* _Task prompt_: Gather every line of the items below that contains the string "table", matching case exactly, and copy each one out.

* _Data extract_:
[BEGIN]

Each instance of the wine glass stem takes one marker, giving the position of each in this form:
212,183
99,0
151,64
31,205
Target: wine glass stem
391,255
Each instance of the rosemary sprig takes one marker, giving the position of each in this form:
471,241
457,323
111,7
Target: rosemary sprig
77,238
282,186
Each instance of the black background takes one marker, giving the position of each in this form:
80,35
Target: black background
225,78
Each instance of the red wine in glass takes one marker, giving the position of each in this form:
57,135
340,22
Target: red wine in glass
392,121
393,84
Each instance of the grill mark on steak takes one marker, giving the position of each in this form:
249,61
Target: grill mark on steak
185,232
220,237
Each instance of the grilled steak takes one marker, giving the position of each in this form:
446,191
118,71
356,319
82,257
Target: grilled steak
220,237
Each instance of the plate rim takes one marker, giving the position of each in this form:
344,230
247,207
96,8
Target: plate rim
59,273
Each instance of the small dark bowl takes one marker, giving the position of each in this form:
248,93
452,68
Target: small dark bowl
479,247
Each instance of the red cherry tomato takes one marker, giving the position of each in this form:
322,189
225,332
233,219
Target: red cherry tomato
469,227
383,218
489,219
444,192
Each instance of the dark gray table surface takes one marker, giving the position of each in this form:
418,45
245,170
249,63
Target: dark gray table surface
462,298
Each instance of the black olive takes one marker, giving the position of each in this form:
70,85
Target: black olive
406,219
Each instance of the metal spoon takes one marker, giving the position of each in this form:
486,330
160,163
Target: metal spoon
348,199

[END]
[BEGIN]

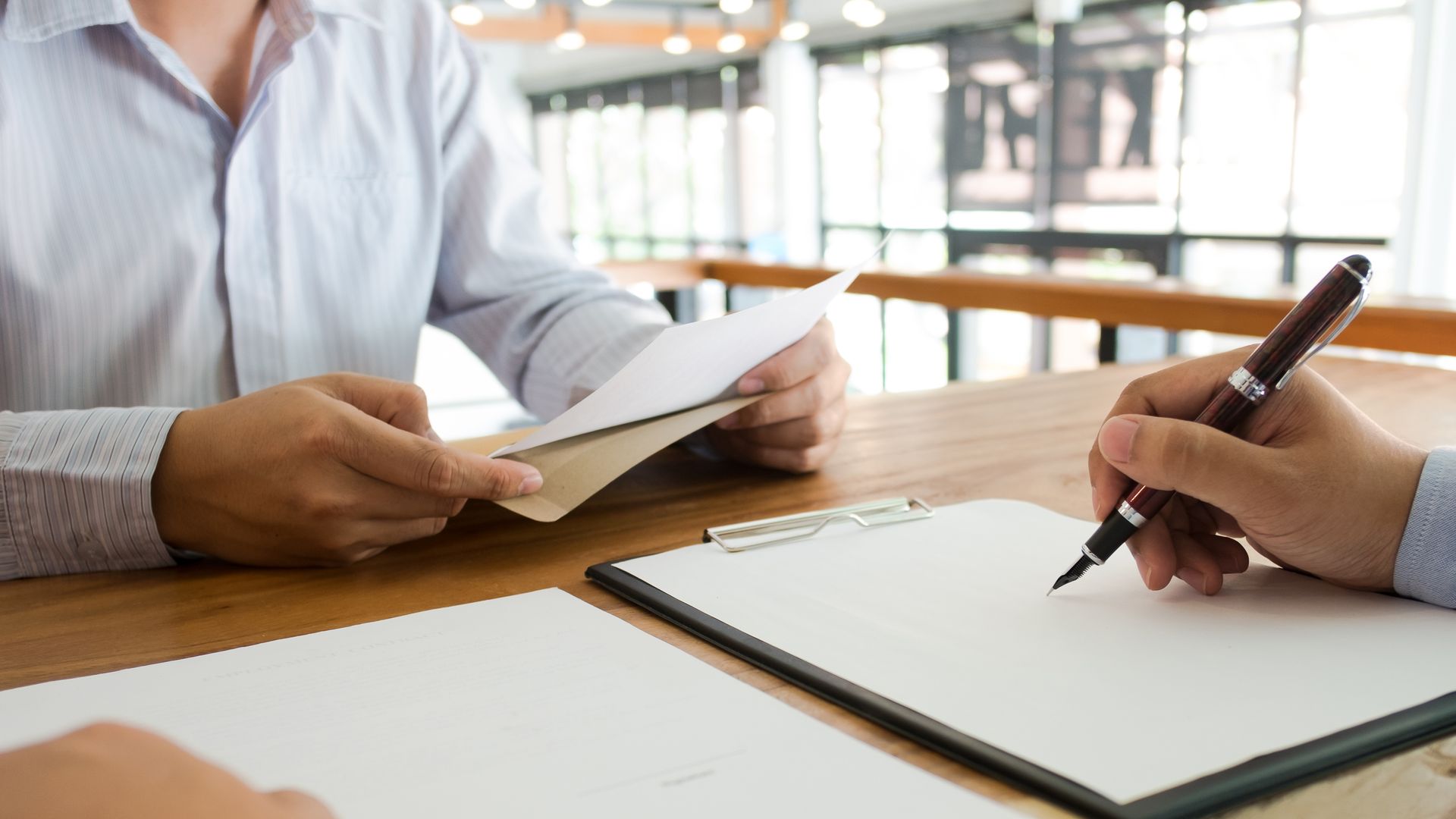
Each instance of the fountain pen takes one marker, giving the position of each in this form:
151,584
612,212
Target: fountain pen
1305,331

[END]

* _Expected answer_:
Each instance of the dark gray table surface takes one marker, giving the position of each in this form:
Target: dark gray table surface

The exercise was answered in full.